**What is needed:** When "below" occurs in a line of the material, copy that line.

**Available data:**
========
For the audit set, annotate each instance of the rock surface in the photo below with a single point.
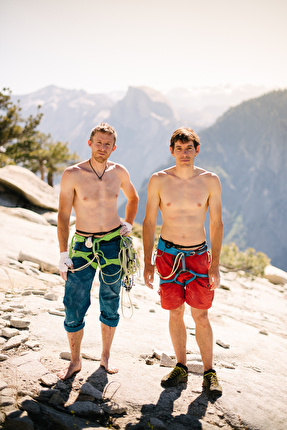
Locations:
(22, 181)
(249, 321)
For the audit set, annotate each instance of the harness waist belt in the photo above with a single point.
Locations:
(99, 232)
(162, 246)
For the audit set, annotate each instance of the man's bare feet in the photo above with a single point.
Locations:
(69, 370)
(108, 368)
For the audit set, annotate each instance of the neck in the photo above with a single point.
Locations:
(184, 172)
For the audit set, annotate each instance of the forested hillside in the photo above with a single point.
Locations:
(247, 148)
========
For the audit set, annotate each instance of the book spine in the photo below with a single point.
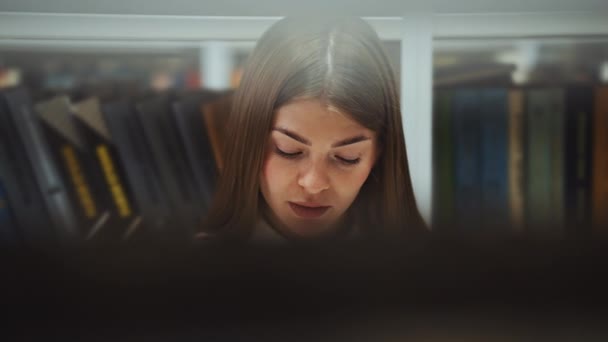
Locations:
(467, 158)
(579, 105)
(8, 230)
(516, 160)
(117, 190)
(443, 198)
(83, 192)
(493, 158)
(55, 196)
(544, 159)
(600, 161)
========
**Reply to the exercise:**
For the audit set, annotate each instance of the rock surface in the photo below with a single point.
For the audit set, annotate each instance of the book spine in the photo below with a single point.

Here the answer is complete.